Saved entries
----------

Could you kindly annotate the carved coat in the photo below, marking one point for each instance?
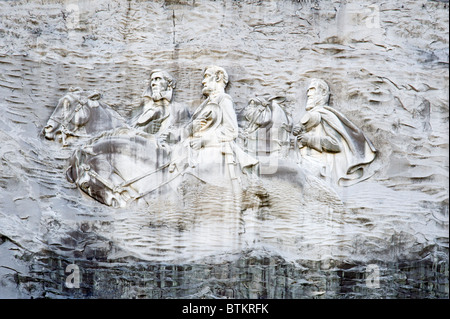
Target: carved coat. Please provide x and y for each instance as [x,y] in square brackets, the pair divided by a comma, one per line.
[342,148]
[219,157]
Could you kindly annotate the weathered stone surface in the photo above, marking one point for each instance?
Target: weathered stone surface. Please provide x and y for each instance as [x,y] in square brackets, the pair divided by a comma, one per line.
[387,68]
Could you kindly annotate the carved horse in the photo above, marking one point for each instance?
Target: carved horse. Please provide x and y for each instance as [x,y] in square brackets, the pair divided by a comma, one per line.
[267,127]
[80,114]
[120,167]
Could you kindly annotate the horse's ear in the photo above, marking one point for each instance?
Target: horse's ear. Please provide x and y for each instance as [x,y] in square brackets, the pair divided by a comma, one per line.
[69,174]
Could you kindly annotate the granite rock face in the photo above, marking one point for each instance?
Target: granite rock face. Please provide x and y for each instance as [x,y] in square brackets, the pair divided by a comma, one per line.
[386,64]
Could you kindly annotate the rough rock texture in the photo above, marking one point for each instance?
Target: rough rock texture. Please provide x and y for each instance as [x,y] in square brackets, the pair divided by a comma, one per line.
[387,66]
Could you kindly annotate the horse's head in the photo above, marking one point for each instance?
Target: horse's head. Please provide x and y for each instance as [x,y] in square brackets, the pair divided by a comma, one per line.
[71,112]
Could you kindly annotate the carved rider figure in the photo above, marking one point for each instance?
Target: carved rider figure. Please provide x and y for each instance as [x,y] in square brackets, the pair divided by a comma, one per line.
[212,152]
[327,138]
[161,116]
[268,127]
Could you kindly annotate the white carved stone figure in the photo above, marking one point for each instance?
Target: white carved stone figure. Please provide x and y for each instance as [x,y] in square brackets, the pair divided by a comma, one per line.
[212,151]
[267,129]
[80,113]
[161,116]
[329,141]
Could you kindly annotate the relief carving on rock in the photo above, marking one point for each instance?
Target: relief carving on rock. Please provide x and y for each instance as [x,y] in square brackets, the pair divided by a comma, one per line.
[153,153]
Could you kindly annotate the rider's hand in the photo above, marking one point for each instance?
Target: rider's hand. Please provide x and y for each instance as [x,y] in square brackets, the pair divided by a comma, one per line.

----------

TASK DESCRIPTION ->
Each line holding the word "point" must be pulled from the records.

WRITTEN RESPONSE ->
Could you kindly annotate the carved coat in the photo below, marking one point for each instance?
Could you kindly annotate the weathered stone surface in the photo above, marking one point for each instance?
Could you kindly annotate the carved horse in the photo above, marking one point for each instance?
Could you kindly annotate the horse's ear in the photo above, marking one point for each instance?
Could you kindly annotate the granite rock face in the photo above, marking one point for each instance?
Could you kindly annotate the rough rock texture in the photo above, marking one point for each instance?
Could you kindly annotate the horse's head in the photo above, marking one point for each instance?
Could you kindly annotate the carved rider figure in the photo above, marking one point for each instance?
Could you kindly annotate the white carved stone figure in the photo above, marking one point for each instance?
Could you kindly annotate the relief carving on rock in the photo above, marking one point for each instance?
Could you kindly annotate the rider's hand in the photo above, marking one point for each instance?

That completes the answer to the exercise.